### SET PROBLEM:
Set down exactly the lines from the one containing "Exercise. Point out the bamboo chair" through the end of the records below, both included, and nothing else.

### PROVIDED DATA:
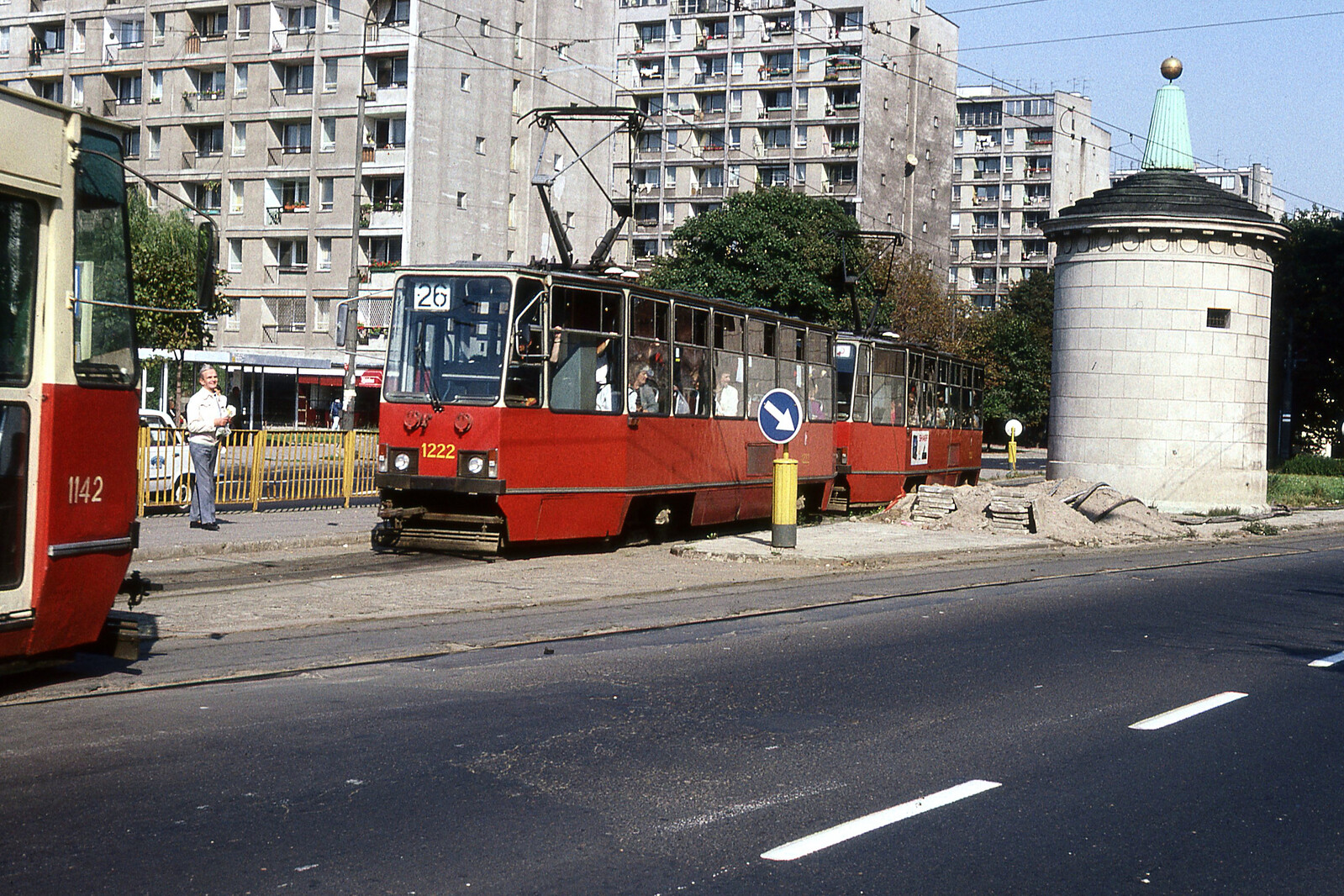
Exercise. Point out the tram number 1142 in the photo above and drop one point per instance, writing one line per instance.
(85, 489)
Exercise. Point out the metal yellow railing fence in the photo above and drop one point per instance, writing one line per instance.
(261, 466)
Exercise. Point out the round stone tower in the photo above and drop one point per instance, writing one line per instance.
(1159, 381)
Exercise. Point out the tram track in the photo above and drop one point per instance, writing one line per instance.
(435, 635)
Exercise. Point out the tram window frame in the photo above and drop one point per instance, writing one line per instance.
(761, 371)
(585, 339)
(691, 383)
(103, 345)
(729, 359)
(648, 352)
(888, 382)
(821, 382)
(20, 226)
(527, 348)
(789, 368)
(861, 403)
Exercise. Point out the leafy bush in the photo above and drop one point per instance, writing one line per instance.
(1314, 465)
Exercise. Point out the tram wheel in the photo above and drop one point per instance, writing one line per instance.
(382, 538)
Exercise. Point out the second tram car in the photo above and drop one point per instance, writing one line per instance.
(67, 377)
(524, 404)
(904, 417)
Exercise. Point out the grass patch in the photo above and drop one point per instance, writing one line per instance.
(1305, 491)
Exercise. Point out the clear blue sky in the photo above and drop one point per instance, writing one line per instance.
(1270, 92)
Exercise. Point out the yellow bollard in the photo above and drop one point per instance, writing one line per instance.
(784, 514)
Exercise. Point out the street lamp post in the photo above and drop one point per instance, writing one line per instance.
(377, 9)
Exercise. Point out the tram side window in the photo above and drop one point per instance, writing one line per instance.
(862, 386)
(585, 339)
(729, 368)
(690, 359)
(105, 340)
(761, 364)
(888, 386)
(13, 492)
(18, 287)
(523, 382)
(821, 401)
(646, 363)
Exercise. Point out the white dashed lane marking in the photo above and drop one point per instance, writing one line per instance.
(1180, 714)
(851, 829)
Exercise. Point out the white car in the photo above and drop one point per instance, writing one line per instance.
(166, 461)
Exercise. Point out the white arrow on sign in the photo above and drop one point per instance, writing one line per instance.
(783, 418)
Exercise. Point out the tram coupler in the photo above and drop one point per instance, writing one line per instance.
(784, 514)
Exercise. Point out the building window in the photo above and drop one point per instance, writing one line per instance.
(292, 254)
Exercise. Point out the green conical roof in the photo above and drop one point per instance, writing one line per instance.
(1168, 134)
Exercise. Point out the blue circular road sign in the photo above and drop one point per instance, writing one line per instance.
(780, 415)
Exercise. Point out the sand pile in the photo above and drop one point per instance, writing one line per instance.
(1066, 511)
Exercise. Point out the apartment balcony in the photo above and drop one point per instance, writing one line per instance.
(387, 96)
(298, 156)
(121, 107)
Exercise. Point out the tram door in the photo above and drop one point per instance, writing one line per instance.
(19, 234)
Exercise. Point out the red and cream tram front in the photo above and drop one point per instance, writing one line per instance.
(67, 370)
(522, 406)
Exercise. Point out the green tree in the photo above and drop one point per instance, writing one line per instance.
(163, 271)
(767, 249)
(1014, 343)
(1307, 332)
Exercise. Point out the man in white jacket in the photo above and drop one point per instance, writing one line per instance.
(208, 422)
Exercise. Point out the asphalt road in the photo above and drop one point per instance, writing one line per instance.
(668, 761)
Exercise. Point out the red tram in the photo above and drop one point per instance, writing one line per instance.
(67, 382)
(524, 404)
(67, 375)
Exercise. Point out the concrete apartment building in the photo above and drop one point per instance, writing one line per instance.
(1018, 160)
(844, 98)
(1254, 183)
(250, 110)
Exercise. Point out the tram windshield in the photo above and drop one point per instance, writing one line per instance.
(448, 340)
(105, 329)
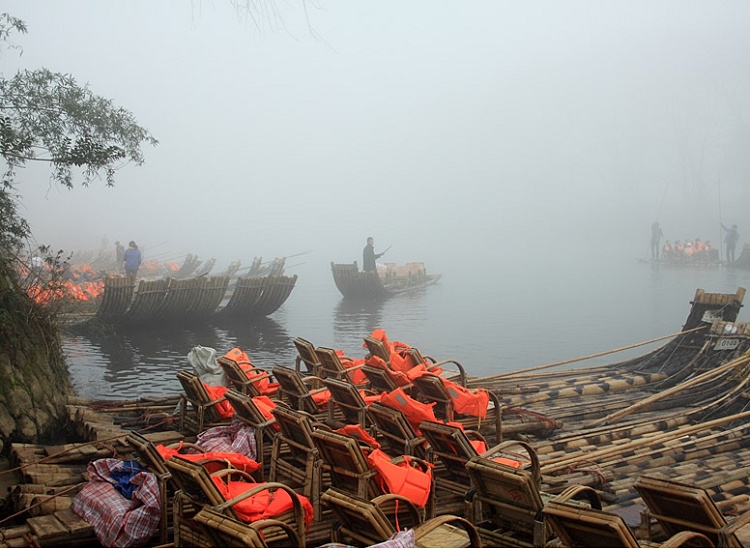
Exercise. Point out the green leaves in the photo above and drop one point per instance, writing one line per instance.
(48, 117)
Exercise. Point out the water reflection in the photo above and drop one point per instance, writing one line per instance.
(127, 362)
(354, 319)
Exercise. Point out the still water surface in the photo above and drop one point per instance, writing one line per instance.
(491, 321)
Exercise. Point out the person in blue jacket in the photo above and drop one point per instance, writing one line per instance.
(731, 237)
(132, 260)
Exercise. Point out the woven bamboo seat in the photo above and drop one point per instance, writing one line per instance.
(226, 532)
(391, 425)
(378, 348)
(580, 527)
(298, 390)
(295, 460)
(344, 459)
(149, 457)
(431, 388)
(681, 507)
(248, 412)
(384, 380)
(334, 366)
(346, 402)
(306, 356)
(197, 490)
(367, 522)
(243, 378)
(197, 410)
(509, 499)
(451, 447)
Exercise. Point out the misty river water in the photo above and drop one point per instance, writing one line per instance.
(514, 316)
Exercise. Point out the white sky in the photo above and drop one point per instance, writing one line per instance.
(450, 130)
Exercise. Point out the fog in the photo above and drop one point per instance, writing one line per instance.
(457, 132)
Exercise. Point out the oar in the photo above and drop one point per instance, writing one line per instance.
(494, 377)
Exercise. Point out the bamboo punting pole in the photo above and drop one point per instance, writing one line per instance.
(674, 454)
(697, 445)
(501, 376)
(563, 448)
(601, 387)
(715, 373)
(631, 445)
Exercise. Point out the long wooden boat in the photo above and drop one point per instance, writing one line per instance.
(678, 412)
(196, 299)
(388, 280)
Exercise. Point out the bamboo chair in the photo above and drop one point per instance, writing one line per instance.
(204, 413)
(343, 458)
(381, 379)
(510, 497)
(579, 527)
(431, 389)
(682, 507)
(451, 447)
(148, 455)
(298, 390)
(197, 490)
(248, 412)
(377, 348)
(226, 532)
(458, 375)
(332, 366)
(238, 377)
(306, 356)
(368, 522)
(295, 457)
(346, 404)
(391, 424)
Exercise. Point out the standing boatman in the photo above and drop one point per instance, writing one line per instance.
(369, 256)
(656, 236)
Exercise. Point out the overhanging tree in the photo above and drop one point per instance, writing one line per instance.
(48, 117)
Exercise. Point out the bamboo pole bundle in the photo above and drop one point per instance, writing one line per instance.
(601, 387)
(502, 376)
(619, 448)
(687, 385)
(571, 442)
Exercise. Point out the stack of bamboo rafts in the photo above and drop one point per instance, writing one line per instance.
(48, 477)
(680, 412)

### OUTPUT BELOW:
Exercise. Point out the bamboo chair in the photo above and drop one point per instance, writing one line per instance.
(204, 413)
(343, 458)
(381, 379)
(510, 497)
(579, 527)
(431, 389)
(682, 507)
(451, 447)
(148, 455)
(298, 390)
(197, 490)
(248, 412)
(377, 348)
(226, 532)
(458, 375)
(332, 366)
(238, 377)
(306, 356)
(368, 522)
(295, 457)
(346, 404)
(391, 424)
Exercise. Point out the standing boatman in the photo above and drop one point per instance, writing one line per instance.
(369, 256)
(656, 236)
Exercise. Point out the overhanging tree in the photo above and drop one point per instance, writing one line per instance.
(48, 117)
Exercise. Point out the bamboo pole bundle in the photo above and drop one point per instance, writing one line per instance.
(601, 387)
(502, 376)
(619, 448)
(687, 385)
(571, 442)
Exercise. Point out the stack of bamboo rafts in the photo above and drop one point per instance, writing one line per instance.
(48, 477)
(680, 412)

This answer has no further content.